-- Begin Provided information --

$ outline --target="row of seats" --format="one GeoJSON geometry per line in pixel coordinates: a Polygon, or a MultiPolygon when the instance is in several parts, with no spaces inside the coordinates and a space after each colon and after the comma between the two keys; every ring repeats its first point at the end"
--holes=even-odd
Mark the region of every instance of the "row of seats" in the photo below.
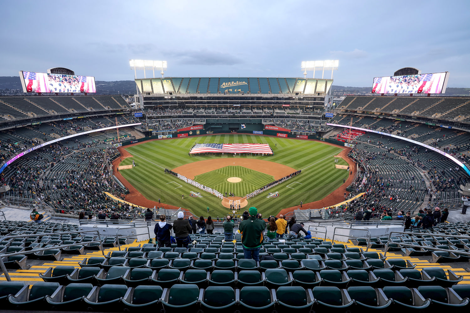
{"type": "MultiPolygon", "coordinates": [[[[160,286],[107,284],[100,287],[87,283],[61,286],[57,282],[38,282],[31,286],[19,282],[0,283],[0,305],[15,310],[55,310],[67,311],[137,312],[179,309],[198,312],[241,312],[259,310],[354,310],[357,311],[452,308],[463,312],[468,309],[470,286],[456,285],[445,288],[422,286],[350,287],[316,286],[305,289],[300,286],[228,286],[174,285],[163,289],[160,286]]],[[[181,311],[182,312],[182,311],[181,311]]],[[[189,311],[188,312],[191,312],[189,311]]]]}

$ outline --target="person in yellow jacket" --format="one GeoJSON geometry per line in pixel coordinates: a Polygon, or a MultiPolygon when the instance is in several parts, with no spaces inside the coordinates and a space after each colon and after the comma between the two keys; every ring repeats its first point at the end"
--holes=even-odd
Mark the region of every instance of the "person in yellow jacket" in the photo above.
{"type": "Polygon", "coordinates": [[[284,238],[284,233],[286,231],[287,221],[284,219],[284,215],[281,214],[276,221],[277,230],[276,231],[276,238],[284,238]]]}

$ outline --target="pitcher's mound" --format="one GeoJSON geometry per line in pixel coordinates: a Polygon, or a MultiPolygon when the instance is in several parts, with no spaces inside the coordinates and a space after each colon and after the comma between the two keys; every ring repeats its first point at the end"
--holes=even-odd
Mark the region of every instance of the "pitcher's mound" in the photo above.
{"type": "Polygon", "coordinates": [[[228,198],[224,198],[224,199],[222,200],[222,205],[225,207],[229,208],[230,203],[236,204],[237,207],[239,204],[241,207],[245,207],[248,205],[248,201],[247,201],[246,198],[242,199],[241,197],[229,197],[228,198]]]}

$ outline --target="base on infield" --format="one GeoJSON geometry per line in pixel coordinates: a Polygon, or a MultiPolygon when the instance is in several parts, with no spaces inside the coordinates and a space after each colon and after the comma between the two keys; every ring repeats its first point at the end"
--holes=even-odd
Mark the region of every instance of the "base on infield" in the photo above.
{"type": "Polygon", "coordinates": [[[230,208],[230,203],[236,204],[237,206],[240,204],[241,207],[245,207],[248,205],[248,201],[246,198],[242,198],[241,197],[229,197],[224,198],[222,200],[222,205],[227,208],[230,208]]]}

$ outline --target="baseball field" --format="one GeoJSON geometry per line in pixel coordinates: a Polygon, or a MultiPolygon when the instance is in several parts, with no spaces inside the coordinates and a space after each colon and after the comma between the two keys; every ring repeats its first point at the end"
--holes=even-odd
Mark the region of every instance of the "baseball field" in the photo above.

-- End Provided information --

Repeat the preceding records precisely, and leave every picture out of the copy.

$ outline --target="row of seats" --format="one GeoJSON geometry per line in pixel coordinates: a Polygon, or a MultiPolygon when the instance is in several parts, with no spaces inside the coordinates and a space after each colon and after the comma between the two keys; every ring repeats its first point at the end"
--holes=even-odd
Mark the region of every instance of the "row of seats" in the photo below.
{"type": "MultiPolygon", "coordinates": [[[[160,286],[107,284],[100,287],[87,283],[61,286],[57,282],[38,282],[31,286],[19,282],[0,283],[0,305],[15,310],[55,310],[67,311],[137,312],[179,309],[198,312],[241,312],[259,310],[354,310],[357,311],[452,308],[463,312],[468,309],[470,286],[456,285],[445,288],[422,286],[350,287],[316,286],[305,289],[300,286],[228,286],[174,285],[163,289],[160,286]]],[[[181,311],[182,312],[182,311],[181,311]]],[[[189,311],[188,312],[191,312],[189,311]]]]}

$ outline --target="person in yellow jacket" --format="one GeoJSON geometry per line in pixel coordinates: a Polygon, or a MultiPolygon when the instance is in several parts, with no spaces inside the coordinates and a space after each colon and after the comma between the two keys; every ring repeats its first point at the end"
--holes=even-odd
Mark the region of every instance of the "person in yellow jacket" in the photo above.
{"type": "Polygon", "coordinates": [[[284,238],[284,233],[286,231],[287,221],[284,219],[284,215],[281,214],[276,221],[277,230],[276,231],[276,238],[284,238]]]}

$ outline --target="pitcher's mound" --format="one GeoJSON geometry per line in pixel coordinates: a Polygon, or a MultiPolygon when the instance is in several parts, with no spaces inside the coordinates and a space after each colon and after the comma between the two keys; every ring repeats its first point at the end"
--holes=even-odd
Mark the region of every instance of the "pitcher's mound" in the photo above.
{"type": "Polygon", "coordinates": [[[228,198],[224,198],[224,199],[222,200],[222,205],[225,207],[229,208],[230,203],[236,204],[237,207],[239,204],[241,207],[245,207],[248,205],[248,201],[247,201],[246,198],[242,199],[241,197],[229,197],[228,198]]]}

$ outline --target="base on infield" --format="one GeoJSON geometry per line in pixel coordinates: a Polygon, or a MultiPolygon when the instance is in several parts, with no spaces inside the coordinates and a space after each colon and after the comma between the two keys; every ring repeats its first point at the end"
--holes=even-odd
Mark the region of every instance of the "base on infield" in the photo above.
{"type": "Polygon", "coordinates": [[[230,208],[230,203],[236,204],[237,206],[240,204],[241,207],[245,207],[248,205],[248,201],[246,198],[242,198],[241,197],[229,197],[224,198],[222,200],[222,205],[227,208],[230,208]]]}

$ outline --target="baseball field" --format="one GeoJSON geometry per line in pixel coordinates: a Polygon, or a MultiPolygon when the instance is in several parts, with no spaces inside the coordinates and a space after each colon and after the comma between the two keys; every ring repeats its first point at the end"
--holes=even-odd
Mark the region of every instance of the "baseball field" in the photo above.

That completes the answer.